[Problems]
**a)** In the article about the poker Trojan, copy the passage from "But Kyllönen was" to "they had not." word for word.
**b)** According to the article about the poker Trojan, which other professional player was hit by the same malware?
**c)** Continue the article about the poker Trojan from the point where it stops.

Crucially for the poker player, it would have let them see his hand and potentially allow other players to gain an advantage over him.
“This kind of attack is very generic and works against any online poker site that we know of. The Trojan is written in Java and uses obfuscation, but isn’t all that complicated. Since it’s in Java, the malware can run in any platform (Mac OS, Windows, Linux),” F-Secure said in its blog post.
But Kyllönen was not the first victim of such a brazen attack. Another professional player, Henri Jaakkola, who stayed in the same room as Kyllönen, was hit by the same Trojan.
And things have not been resolved for Kyllönen either. In a forum post today, he claimed he had been repeatedly told by Pokerstars, the competition organiser, that the police had been contacted, only to discover that they had not.
“To this day I still have zero proof any sort of authorities have seen this case, so if you end up in a similar situation, do not count on Pokerstars, contact the police directly. I however have absolutely no energy to do anything about the case anymore, I really just want to forget it,” he added.

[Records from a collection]

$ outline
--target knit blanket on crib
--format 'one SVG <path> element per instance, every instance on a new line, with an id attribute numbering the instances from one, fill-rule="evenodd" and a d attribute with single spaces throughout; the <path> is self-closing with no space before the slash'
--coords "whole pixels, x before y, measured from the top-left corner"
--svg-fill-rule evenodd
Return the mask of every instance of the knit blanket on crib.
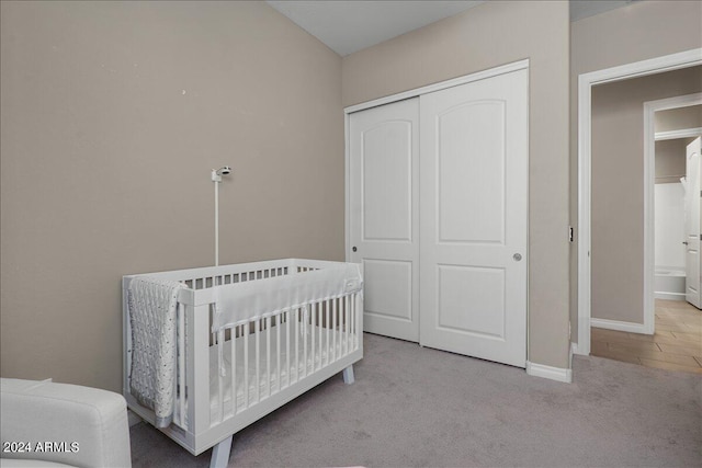
<path id="1" fill-rule="evenodd" d="M 129 392 L 154 410 L 156 426 L 173 420 L 177 359 L 177 282 L 138 276 L 129 283 L 127 300 L 132 326 Z"/>

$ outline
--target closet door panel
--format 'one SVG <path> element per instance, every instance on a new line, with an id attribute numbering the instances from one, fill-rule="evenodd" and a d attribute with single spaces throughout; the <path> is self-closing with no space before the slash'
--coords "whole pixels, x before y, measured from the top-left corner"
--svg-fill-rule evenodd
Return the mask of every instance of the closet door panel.
<path id="1" fill-rule="evenodd" d="M 528 71 L 420 109 L 420 343 L 524 367 Z"/>
<path id="2" fill-rule="evenodd" d="M 440 242 L 505 243 L 505 117 L 497 100 L 437 116 Z"/>
<path id="3" fill-rule="evenodd" d="M 364 328 L 410 341 L 419 341 L 418 124 L 418 99 L 349 117 L 350 261 L 363 264 Z"/>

[Outputs for the tasks]
**a)**
But Kyllönen was not the first victim of such a brazen attack. Another professional player, Henri Jaakkola, who stayed in the same room as Kyllönen, was hit by the same Trojan.
And things have not been resolved for Kyllönen either. In a forum post today, he claimed he had been repeatedly told by Pokerstars, the competition organiser, that the police had been contacted, only to discover that they had not.

**b)** Henri Jaakkola, who stayed in the same room as Kyllönen.

**c)**
Pokerstars had not responded to a request for comment on the situation at the time of publication.
It appears digital attacks are rampant in the poker community. “We have investigated several cases that have been used to steal hundreds of thousands of euro. What makes these cases noteworthy is that they were not online attacks,” F-Secure added, dubbing this kind of attack “sharking”.
Earlier this year, Masaaki Kagawa, prolific poker player and the 50-year-old president of IT firm Koei Planning, was arrested along with eight others, over an alleged spam campaign that was spreading Android malware to collect contact details from a victims device.